Entre juillet 98 et juillet 2006, quelque chose a changé. Les émeutes d’octobre auront révélé à grande échelle que pour beaucoup, intégration veut dire ferme ta gueule et disparais. Tu peux plus l’ouvrir maintenant, si t’es un français comme les autres, nous fait pas chier avec tes problèmes. Je me suis déjà exprimé sur les intéressantes différences de traitement entre les émeutes d’octobre et les manifestations politiques contre les réformes de de Villepin : il y a, apparemment, des émeutes politiques et des émeutes sauvageonnes, qu’on ne juge pas sur leurs résultats mais sur leurs supposées intentions. De même tous ces noirs millionaires, qui jouent en Italie, en Angleterre, ils faisaient honte au maillot tout le temps qu’ils ne gagnaient pas. Ils faisaient honte à la France, à ne pas chanter. Etre tellement noir sans être héroïque, ça passe mal, en France. Il faut faire quelque chose pour faire passer la pilule, car enfin les noirs sont tolérés, mais faut pas pousser mamie dans les orties non plus. Thuram, lui, réclame le droit d’être juste français. Avec un petit sourire en coin.

### Consigne A
Recopiez intégralement et mot pour mot l'extrait de texte ci-dessus.

### Jeu d'enregistrements
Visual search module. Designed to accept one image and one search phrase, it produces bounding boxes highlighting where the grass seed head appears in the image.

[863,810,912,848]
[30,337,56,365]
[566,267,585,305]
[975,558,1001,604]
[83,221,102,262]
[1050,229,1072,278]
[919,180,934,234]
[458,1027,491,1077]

### Consigne B
Reproduisez à l'identique les lignes des enregistrements, du début de ceux-ci jusqu'à la ligne contenant « [919,180,934,234] », celle-ci comprise.

### Résultat A
Entre juillet 98 et juillet 2006, quelque chose a changé. Les émeutes d’octobre auront révélé à grande échelle que pour beaucoup, intégration veut dire ferme ta gueule et disparais. Tu peux plus l’ouvrir maintenant, si t’es un français comme les autres, nous fait pas chier avec tes problèmes. Je me suis déjà exprimé sur les intéressantes différences de traitement entre les émeutes d’octobre et les manifestations politiques contre les réformes de de Villepin : il y a, apparemment, des émeutes politiques et des émeutes sauvageonnes, qu’on ne juge pas sur leurs résultats mais sur leurs supposées intentions. De même tous ces noirs millionaires, qui jouent en Italie, en Angleterre, ils faisaient honte au maillot tout le temps qu’ils ne gagnaient pas. Ils faisaient honte à la France, à ne pas chanter. Etre tellement noir sans être héroïque, ça passe mal, en France. Il faut faire quelque chose pour faire passer la pilule, car enfin les noirs sont tolérés, mais faut pas pousser mamie dans les orties non plus. Thuram, lui, réclame le droit d’être juste français. Avec un petit sourire en coin.

### Résultat B
Visual search module. Designed to accept one image and one search phrase, it produces bounding boxes highlighting where the grass seed head appears in the image.

[863,810,912,848]
[30,337,56,365]
[566,267,585,305]
[975,558,1001,604]
[83,221,102,262]
[1050,229,1072,278]
[919,180,934,234]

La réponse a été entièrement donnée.